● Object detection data

++++++++

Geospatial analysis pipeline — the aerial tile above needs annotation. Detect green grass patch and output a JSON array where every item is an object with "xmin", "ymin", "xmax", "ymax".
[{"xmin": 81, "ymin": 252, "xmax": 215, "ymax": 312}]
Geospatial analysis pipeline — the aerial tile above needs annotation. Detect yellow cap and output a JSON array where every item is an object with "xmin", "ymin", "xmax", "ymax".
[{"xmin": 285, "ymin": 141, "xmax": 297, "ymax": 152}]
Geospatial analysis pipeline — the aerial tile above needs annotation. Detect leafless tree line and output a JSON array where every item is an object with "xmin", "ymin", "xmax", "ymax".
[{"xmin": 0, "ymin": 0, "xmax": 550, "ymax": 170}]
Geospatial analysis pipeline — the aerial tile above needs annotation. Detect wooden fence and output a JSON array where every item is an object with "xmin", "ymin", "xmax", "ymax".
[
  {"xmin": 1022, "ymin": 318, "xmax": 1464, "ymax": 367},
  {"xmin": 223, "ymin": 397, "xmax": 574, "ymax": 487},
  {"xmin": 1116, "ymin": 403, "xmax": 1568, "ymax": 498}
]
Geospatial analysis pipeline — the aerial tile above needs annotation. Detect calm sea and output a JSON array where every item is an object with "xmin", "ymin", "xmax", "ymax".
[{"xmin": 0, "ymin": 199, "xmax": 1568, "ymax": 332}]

++++++++

● TASK PROMPT
Turn the records above into a JSON list of strings, with one string per line and no blank lines.

● REPLY TO THE EXERCISE
[
  "Geospatial analysis pipeline — the aerial tile above needs annotation. Detect green grass patch and output a JSON array where every item is an object with \"xmin\", \"ymin\", \"xmax\", \"ymax\".",
  "[{\"xmin\": 81, \"ymin\": 252, \"xmax\": 215, \"ymax\": 312}]",
  "Geospatial analysis pipeline — the aerial tile above needs annotation. Detect yellow cap and output a JSON array where every item is an object with \"xmin\", \"ymin\", \"xmax\", \"ymax\".",
  "[{\"xmin\": 285, \"ymin\": 141, \"xmax\": 297, \"ymax\": 152}]",
  "Geospatial analysis pipeline — the aerial tile above needs annotation. Detect leafless tree line and output a JSON array where every item is an object with \"xmin\", \"ymin\", \"xmax\", \"ymax\".",
  "[{\"xmin\": 0, \"ymin\": 0, \"xmax\": 550, \"ymax\": 170}]",
  "Geospatial analysis pipeline — the aerial tile above needs annotation. Detect wooden fence and output a JSON array where every item is an object with \"xmin\", \"ymin\", \"xmax\", \"ymax\".",
  "[",
  "  {\"xmin\": 1022, \"ymin\": 318, \"xmax\": 1464, \"ymax\": 367},",
  "  {\"xmin\": 223, \"ymin\": 397, \"xmax\": 574, \"ymax\": 487},",
  "  {\"xmin\": 1116, \"ymin\": 403, \"xmax\": 1568, \"ymax\": 498}",
  "]",
  "Geospatial analysis pipeline — the aerial tile above needs annotation. Detect calm sea and output a JSON array where every item is an object with \"xmin\", \"ymin\", \"xmax\", \"ymax\".",
  "[{\"xmin\": 0, \"ymin\": 199, \"xmax\": 1568, \"ymax\": 332}]"
]